Data for this task section start

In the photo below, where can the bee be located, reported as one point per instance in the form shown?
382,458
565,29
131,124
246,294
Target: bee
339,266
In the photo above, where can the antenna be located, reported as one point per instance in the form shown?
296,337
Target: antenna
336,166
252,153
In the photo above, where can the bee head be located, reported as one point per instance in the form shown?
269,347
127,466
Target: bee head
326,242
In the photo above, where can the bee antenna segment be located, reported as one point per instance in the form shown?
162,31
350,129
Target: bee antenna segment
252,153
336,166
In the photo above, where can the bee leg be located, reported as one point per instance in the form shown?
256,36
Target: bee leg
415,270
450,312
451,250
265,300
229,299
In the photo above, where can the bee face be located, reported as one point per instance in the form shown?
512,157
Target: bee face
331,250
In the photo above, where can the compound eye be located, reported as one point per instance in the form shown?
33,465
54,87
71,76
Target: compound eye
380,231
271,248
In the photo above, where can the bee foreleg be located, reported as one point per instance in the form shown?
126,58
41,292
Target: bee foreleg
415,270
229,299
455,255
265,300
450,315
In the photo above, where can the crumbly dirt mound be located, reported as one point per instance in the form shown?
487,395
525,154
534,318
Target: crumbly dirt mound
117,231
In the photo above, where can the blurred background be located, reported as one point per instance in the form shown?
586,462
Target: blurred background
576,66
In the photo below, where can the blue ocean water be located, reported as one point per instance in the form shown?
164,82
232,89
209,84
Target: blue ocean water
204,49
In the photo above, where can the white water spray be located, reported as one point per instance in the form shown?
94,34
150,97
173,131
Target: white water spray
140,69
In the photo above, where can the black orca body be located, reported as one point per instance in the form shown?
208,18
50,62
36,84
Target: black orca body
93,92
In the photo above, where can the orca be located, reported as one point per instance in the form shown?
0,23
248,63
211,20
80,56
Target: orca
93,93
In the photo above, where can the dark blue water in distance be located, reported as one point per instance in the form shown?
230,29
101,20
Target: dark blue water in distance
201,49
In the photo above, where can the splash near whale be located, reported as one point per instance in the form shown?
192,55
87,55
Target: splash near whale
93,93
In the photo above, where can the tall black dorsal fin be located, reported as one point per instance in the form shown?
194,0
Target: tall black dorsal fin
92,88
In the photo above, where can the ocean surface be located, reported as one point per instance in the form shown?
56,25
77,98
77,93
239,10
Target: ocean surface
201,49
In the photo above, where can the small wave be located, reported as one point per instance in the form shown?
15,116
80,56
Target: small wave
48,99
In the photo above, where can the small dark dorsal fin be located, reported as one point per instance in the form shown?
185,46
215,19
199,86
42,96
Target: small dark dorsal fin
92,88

Data for this task section end

◆ Work task ◆
Using the records given above, list every line that includes the word "below".

◆ Output of the exercise ◆
In the photo below, where can the bee be located, reported as one point per instance in the form shown?
In the photo below, where can the blue ocean water be located, reported as one point per instance in the form shown?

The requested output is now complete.